### PROBLEM REQUIREMENTS
Copy every one of the items below line for line, changing nothing.

##### RECORD LIST

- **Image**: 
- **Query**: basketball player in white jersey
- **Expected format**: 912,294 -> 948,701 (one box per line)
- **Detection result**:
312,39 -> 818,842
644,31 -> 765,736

##########

### RESULT BELOW
- **Image**: 
- **Query**: basketball player in white jersey
- **Expected format**: 912,294 -> 948,701 (one box per line)
- **Detection result**:
312,39 -> 818,842
644,31 -> 765,736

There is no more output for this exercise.